Task details » Rewrite the rows below, changing every "mode" to "strategy" and leaving everything else as it is.
─── Extracted records
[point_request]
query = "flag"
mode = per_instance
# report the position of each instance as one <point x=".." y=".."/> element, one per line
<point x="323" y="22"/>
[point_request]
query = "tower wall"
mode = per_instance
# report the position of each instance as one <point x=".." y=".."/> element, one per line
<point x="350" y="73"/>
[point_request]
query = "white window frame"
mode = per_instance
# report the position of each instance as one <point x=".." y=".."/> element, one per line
──────
The output »
[point_request]
query = "flag"
strategy = per_instance
# report the position of each instance as one <point x=".." y=".."/> element, one per line
<point x="323" y="22"/>
[point_request]
query = "tower wall"
strategy = per_instance
# report the position of each instance as one <point x=".." y=".."/> element, one per line
<point x="350" y="73"/>
[point_request]
query = "white window frame"
strategy = per_instance
# report the position of each instance as one <point x=".." y=".."/> element, one per line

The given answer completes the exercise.